-- Prompt --
Extract the data exactly, missing nothing.

-- Data shown --

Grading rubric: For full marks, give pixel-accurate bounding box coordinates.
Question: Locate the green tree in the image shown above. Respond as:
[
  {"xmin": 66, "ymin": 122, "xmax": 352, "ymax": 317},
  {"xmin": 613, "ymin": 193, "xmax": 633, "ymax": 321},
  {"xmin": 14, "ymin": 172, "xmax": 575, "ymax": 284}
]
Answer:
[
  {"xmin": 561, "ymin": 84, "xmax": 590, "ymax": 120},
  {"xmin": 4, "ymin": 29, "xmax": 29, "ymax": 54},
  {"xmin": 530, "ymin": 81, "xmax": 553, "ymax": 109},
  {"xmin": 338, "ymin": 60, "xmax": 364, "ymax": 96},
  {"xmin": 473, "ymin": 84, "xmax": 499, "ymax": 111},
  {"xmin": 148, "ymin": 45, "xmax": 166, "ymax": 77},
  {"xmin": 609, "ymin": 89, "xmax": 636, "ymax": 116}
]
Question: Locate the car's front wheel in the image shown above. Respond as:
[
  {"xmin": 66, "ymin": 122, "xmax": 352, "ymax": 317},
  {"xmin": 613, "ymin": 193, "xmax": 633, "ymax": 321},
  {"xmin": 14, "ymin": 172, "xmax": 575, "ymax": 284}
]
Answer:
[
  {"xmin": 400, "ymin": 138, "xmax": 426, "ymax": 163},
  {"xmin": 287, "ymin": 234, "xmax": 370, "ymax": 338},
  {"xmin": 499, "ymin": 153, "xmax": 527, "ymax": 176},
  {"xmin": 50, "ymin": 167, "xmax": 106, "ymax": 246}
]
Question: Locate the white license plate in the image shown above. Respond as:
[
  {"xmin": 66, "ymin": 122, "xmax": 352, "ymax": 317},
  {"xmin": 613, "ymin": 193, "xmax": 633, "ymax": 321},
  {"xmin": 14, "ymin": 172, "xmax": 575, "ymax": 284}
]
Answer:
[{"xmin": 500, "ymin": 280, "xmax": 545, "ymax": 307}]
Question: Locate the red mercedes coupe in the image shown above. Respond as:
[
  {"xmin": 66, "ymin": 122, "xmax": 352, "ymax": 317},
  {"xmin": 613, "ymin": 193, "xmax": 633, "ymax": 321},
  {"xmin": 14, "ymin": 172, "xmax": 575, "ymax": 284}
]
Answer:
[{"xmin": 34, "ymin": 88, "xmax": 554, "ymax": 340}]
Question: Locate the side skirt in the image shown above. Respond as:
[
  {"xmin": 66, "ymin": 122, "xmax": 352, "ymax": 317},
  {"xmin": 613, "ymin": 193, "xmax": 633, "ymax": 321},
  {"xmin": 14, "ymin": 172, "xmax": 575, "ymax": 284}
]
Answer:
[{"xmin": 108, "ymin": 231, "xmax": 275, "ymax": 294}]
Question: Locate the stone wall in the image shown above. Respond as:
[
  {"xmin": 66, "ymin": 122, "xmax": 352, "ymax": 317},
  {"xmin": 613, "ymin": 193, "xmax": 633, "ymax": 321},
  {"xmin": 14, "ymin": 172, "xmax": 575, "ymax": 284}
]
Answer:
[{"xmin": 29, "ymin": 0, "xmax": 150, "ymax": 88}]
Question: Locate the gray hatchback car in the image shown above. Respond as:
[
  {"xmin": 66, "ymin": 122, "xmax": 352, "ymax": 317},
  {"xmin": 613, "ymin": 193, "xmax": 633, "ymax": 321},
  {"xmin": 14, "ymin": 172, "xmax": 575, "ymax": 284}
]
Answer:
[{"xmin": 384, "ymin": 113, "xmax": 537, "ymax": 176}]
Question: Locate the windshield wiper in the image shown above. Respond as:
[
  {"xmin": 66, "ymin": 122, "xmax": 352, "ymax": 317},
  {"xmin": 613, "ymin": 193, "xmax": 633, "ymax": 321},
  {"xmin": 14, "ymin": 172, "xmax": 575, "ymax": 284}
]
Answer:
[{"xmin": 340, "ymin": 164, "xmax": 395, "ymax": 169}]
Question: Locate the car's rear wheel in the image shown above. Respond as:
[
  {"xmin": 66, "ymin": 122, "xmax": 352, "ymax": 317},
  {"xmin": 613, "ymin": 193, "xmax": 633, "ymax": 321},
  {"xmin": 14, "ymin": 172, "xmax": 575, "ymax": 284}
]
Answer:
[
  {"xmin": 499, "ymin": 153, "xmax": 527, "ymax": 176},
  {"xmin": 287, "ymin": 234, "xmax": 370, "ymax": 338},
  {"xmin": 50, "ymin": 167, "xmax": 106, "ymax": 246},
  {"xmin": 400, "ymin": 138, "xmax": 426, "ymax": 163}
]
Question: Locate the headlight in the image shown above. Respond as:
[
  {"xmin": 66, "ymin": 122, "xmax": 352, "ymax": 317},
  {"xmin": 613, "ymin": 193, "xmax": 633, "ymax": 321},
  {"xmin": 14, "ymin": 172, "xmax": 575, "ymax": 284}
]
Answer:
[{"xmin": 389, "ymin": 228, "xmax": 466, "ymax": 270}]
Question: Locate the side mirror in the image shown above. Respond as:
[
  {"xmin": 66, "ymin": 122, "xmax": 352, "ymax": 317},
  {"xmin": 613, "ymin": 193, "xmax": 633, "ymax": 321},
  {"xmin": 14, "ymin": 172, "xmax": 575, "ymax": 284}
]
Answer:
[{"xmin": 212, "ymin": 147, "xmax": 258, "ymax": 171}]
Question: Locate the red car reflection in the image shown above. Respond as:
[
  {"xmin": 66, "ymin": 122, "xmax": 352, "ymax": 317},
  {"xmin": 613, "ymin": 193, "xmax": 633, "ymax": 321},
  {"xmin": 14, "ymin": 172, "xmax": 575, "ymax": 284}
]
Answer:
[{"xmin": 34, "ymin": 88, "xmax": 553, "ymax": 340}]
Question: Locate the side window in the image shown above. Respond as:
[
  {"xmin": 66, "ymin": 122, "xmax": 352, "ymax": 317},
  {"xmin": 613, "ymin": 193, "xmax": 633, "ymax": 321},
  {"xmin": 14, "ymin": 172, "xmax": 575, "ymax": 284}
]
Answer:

-- Response to this task --
Grading rubric: For full marks, give pixel-accurate bounding box coordinates.
Question: Locate the green tree in the image shown above. Respond as:
[
  {"xmin": 66, "ymin": 122, "xmax": 352, "ymax": 317},
  {"xmin": 613, "ymin": 193, "xmax": 633, "ymax": 321},
  {"xmin": 14, "ymin": 172, "xmax": 575, "ymax": 284}
]
Answer:
[
  {"xmin": 561, "ymin": 84, "xmax": 590, "ymax": 120},
  {"xmin": 4, "ymin": 29, "xmax": 29, "ymax": 54},
  {"xmin": 530, "ymin": 81, "xmax": 553, "ymax": 109},
  {"xmin": 338, "ymin": 60, "xmax": 364, "ymax": 96},
  {"xmin": 473, "ymin": 84, "xmax": 499, "ymax": 111},
  {"xmin": 148, "ymin": 45, "xmax": 166, "ymax": 77},
  {"xmin": 609, "ymin": 89, "xmax": 636, "ymax": 116}
]
Question: Locate the car's front wheel in the image shown above. Respond as:
[
  {"xmin": 66, "ymin": 122, "xmax": 352, "ymax": 317},
  {"xmin": 613, "ymin": 193, "xmax": 633, "ymax": 321},
  {"xmin": 14, "ymin": 172, "xmax": 575, "ymax": 284}
]
Answer:
[
  {"xmin": 400, "ymin": 138, "xmax": 426, "ymax": 163},
  {"xmin": 287, "ymin": 234, "xmax": 370, "ymax": 338},
  {"xmin": 499, "ymin": 153, "xmax": 527, "ymax": 176},
  {"xmin": 50, "ymin": 167, "xmax": 106, "ymax": 246}
]
Question: Locate the white license plate in the image shown above. Respond as:
[
  {"xmin": 66, "ymin": 122, "xmax": 352, "ymax": 317},
  {"xmin": 613, "ymin": 193, "xmax": 633, "ymax": 321},
  {"xmin": 14, "ymin": 172, "xmax": 575, "ymax": 284}
]
Answer:
[{"xmin": 500, "ymin": 280, "xmax": 545, "ymax": 307}]
Question: Locate the red mercedes coupe in the image shown above. Respond as:
[
  {"xmin": 66, "ymin": 122, "xmax": 352, "ymax": 317},
  {"xmin": 613, "ymin": 193, "xmax": 633, "ymax": 321},
  {"xmin": 14, "ymin": 172, "xmax": 575, "ymax": 284}
]
Answer:
[{"xmin": 34, "ymin": 88, "xmax": 554, "ymax": 340}]
Question: Locate the side skirt in the image shown above. Respond as:
[
  {"xmin": 66, "ymin": 122, "xmax": 352, "ymax": 317},
  {"xmin": 613, "ymin": 193, "xmax": 633, "ymax": 321},
  {"xmin": 14, "ymin": 172, "xmax": 575, "ymax": 284}
]
Answer:
[{"xmin": 108, "ymin": 231, "xmax": 275, "ymax": 294}]
Question: Locate the stone wall in the image shown above. Respond as:
[
  {"xmin": 66, "ymin": 122, "xmax": 352, "ymax": 317},
  {"xmin": 613, "ymin": 193, "xmax": 633, "ymax": 321},
  {"xmin": 14, "ymin": 172, "xmax": 575, "ymax": 284}
]
Answer:
[{"xmin": 29, "ymin": 0, "xmax": 150, "ymax": 88}]
Question: Locate the gray hatchback car in the image shown above. Respond as:
[
  {"xmin": 66, "ymin": 122, "xmax": 352, "ymax": 317},
  {"xmin": 613, "ymin": 193, "xmax": 633, "ymax": 321},
  {"xmin": 14, "ymin": 172, "xmax": 575, "ymax": 284}
]
Answer:
[{"xmin": 384, "ymin": 113, "xmax": 537, "ymax": 176}]
Question: Locate the windshield wiper in the image shown above. Respond as:
[
  {"xmin": 66, "ymin": 122, "xmax": 352, "ymax": 317},
  {"xmin": 613, "ymin": 193, "xmax": 633, "ymax": 321},
  {"xmin": 14, "ymin": 172, "xmax": 575, "ymax": 284}
]
Answer:
[{"xmin": 340, "ymin": 164, "xmax": 395, "ymax": 169}]
Question: Locate the car's rear wheel in the image shown above. Respond as:
[
  {"xmin": 66, "ymin": 122, "xmax": 352, "ymax": 317},
  {"xmin": 613, "ymin": 193, "xmax": 633, "ymax": 321},
  {"xmin": 14, "ymin": 172, "xmax": 575, "ymax": 284}
]
Answer:
[
  {"xmin": 499, "ymin": 153, "xmax": 527, "ymax": 176},
  {"xmin": 287, "ymin": 234, "xmax": 370, "ymax": 338},
  {"xmin": 50, "ymin": 167, "xmax": 106, "ymax": 246},
  {"xmin": 400, "ymin": 138, "xmax": 426, "ymax": 163}
]
Question: Locate the headlight in the image shown above. Respond as:
[
  {"xmin": 66, "ymin": 122, "xmax": 352, "ymax": 317},
  {"xmin": 613, "ymin": 193, "xmax": 633, "ymax": 321},
  {"xmin": 14, "ymin": 172, "xmax": 575, "ymax": 284}
]
Answer:
[{"xmin": 389, "ymin": 228, "xmax": 466, "ymax": 270}]
Question: Locate the side mirror in the image shown above. Respond as:
[
  {"xmin": 66, "ymin": 122, "xmax": 352, "ymax": 317},
  {"xmin": 613, "ymin": 193, "xmax": 633, "ymax": 321},
  {"xmin": 14, "ymin": 172, "xmax": 575, "ymax": 284}
]
Answer:
[{"xmin": 212, "ymin": 147, "xmax": 258, "ymax": 171}]
Question: Locate the red car reflection in the image shown above. Respond as:
[
  {"xmin": 66, "ymin": 122, "xmax": 352, "ymax": 317},
  {"xmin": 613, "ymin": 193, "xmax": 633, "ymax": 321},
  {"xmin": 14, "ymin": 172, "xmax": 575, "ymax": 284}
]
Answer:
[{"xmin": 34, "ymin": 88, "xmax": 553, "ymax": 340}]
Question: Locate the side window in the image shown above. Respond as:
[
  {"xmin": 66, "ymin": 122, "xmax": 352, "ymax": 317},
  {"xmin": 613, "ymin": 193, "xmax": 633, "ymax": 321},
  {"xmin": 14, "ymin": 172, "xmax": 575, "ymax": 284}
]
Answer:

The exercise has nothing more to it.